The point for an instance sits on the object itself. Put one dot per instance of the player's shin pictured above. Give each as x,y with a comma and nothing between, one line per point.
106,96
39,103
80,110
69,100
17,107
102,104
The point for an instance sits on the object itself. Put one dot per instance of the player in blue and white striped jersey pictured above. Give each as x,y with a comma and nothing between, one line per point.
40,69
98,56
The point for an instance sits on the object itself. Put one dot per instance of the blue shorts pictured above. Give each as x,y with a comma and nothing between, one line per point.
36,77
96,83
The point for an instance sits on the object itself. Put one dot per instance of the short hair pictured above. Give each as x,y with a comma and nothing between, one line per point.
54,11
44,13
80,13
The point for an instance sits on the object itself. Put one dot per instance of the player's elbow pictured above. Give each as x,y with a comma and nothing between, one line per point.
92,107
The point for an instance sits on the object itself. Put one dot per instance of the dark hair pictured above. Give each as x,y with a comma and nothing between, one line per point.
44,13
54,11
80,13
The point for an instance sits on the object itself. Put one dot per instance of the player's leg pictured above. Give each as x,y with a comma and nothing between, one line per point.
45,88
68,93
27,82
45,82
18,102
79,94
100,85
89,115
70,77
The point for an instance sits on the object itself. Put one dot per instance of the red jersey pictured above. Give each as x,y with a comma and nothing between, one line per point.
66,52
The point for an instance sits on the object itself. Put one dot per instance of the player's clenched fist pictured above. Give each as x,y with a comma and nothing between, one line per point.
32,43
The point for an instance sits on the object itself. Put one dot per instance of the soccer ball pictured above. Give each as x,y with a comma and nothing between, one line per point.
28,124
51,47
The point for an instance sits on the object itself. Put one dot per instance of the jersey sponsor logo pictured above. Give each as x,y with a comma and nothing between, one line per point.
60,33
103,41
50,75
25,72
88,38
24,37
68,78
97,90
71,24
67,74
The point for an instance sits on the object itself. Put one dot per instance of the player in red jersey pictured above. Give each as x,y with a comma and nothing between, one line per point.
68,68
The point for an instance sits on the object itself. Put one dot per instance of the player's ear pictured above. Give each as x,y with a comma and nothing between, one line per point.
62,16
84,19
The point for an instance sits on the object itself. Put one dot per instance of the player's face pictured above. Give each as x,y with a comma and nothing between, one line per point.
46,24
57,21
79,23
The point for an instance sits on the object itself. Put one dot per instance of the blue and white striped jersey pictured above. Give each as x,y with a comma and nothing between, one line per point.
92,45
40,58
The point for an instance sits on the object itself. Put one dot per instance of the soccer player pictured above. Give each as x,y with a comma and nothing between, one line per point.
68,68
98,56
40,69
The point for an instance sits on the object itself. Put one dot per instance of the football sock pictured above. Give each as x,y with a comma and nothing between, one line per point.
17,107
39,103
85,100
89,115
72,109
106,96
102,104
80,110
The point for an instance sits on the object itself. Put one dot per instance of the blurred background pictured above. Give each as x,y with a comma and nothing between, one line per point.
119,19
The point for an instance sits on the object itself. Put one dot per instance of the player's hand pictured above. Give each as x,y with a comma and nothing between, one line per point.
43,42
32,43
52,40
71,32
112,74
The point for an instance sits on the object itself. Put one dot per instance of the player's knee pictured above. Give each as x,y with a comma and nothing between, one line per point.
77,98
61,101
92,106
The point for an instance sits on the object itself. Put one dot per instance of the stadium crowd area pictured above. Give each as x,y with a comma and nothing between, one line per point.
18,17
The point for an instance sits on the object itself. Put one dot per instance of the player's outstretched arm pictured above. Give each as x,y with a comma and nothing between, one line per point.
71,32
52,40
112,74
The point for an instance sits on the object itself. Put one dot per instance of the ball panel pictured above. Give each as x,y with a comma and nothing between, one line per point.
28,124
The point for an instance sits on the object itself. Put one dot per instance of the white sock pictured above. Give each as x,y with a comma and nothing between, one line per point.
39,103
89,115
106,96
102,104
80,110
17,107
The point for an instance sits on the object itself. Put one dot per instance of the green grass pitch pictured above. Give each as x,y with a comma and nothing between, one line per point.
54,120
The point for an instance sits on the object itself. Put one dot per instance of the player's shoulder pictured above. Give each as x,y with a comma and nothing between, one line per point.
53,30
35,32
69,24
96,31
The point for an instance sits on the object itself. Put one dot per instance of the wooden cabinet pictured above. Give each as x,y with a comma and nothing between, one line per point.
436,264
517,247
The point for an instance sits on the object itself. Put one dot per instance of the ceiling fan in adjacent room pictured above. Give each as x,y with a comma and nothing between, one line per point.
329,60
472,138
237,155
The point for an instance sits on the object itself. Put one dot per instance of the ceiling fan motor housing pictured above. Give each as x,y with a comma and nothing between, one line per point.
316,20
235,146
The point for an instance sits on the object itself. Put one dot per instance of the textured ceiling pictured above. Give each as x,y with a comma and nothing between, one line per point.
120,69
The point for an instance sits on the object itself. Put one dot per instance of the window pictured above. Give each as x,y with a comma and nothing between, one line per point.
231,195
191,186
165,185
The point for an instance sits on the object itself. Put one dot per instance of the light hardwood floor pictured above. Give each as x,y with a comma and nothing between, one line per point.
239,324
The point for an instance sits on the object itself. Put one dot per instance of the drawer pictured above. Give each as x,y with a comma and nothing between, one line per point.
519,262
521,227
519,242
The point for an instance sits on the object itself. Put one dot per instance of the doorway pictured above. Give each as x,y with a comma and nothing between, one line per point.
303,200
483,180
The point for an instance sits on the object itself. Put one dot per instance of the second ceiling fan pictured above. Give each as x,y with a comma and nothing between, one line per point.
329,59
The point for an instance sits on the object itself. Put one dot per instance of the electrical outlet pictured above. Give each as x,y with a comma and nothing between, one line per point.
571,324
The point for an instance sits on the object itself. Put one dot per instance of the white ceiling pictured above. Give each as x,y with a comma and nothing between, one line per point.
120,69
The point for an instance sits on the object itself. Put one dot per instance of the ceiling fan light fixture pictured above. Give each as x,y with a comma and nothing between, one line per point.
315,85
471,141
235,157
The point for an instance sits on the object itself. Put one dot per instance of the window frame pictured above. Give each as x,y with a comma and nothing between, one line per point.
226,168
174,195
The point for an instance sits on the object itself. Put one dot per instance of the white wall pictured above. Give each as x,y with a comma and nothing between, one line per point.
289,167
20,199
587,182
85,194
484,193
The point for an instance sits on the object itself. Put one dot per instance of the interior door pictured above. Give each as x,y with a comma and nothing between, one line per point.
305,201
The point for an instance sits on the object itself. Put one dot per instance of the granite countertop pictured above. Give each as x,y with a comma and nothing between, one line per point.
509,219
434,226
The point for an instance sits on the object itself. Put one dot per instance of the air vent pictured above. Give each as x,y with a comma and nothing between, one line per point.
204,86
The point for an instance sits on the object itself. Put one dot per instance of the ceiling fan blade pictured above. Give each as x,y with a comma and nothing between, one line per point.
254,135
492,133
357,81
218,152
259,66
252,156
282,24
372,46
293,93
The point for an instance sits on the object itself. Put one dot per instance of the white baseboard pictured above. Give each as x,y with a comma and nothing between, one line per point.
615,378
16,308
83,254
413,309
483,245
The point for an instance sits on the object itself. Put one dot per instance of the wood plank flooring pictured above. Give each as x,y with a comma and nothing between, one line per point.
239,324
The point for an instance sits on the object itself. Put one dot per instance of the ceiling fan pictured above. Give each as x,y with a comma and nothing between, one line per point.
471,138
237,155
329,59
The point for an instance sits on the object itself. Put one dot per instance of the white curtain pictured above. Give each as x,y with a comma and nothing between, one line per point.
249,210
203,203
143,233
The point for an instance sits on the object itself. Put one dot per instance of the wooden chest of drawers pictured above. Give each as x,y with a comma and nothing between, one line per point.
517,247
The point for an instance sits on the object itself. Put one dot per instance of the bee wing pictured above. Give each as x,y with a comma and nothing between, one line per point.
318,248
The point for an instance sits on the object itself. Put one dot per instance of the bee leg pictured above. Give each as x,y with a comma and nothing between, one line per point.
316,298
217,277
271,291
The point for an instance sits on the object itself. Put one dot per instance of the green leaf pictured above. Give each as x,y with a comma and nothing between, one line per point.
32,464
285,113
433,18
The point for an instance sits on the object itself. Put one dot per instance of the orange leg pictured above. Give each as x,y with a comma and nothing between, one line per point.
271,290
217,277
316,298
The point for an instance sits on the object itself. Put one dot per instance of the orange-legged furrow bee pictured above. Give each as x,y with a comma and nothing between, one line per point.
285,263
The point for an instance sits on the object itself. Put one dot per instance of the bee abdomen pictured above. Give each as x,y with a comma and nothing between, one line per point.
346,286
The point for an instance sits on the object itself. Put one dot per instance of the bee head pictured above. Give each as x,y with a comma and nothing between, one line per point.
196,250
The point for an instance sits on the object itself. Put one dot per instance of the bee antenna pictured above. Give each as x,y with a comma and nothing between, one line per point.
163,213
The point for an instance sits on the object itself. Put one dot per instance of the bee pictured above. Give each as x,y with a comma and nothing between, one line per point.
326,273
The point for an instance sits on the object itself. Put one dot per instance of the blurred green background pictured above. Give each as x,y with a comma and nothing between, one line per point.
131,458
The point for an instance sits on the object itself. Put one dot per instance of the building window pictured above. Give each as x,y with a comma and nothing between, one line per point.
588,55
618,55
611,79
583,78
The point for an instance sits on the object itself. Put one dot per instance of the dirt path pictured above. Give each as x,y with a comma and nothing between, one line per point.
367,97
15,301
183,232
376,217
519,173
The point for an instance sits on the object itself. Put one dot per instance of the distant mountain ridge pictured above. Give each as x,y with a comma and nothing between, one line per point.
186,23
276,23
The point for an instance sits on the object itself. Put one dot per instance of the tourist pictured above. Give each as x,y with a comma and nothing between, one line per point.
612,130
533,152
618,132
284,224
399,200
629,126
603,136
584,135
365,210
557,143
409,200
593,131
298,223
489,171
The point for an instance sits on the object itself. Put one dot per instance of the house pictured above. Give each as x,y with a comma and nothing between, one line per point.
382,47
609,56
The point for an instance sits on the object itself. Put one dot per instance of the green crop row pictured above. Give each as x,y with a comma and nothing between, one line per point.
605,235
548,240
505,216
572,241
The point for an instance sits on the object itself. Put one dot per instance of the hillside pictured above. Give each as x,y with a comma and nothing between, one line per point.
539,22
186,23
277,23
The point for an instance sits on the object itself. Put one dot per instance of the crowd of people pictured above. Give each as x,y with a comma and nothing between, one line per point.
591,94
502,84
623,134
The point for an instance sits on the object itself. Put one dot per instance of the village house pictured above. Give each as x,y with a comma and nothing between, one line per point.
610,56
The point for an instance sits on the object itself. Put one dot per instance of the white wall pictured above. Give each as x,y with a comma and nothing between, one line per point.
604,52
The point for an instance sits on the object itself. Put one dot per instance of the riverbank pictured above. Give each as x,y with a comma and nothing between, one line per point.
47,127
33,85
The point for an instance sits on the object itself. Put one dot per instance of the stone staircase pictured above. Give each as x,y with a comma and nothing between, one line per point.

# # # # # # #

▶ [Task prompt]
Restate the final lines of the listing above word for word, beginning at the line that contains "of the village".

▶ [In response]
The point for an instance sits on the object itself. Put one dot per instance of the village house pictured above. Give each as x,y with a comma and nothing between, one line per point.
610,56
The point for an instance sits on the object itself. Put one dot per instance of the white wall pictured above. Give each as x,y with a comma and nothing between, one line per point.
604,52
The point for an instance sits on the object itself. Put one dot per instance of the riverbank pictured above. Give each as x,y with a comma and nothing between, one line per point.
47,127
33,85
The point for an instance sits on the object itself. Put one dot per instance of the stone staircase pictured above. Give each as x,y with a comma and nothing between, one line per point.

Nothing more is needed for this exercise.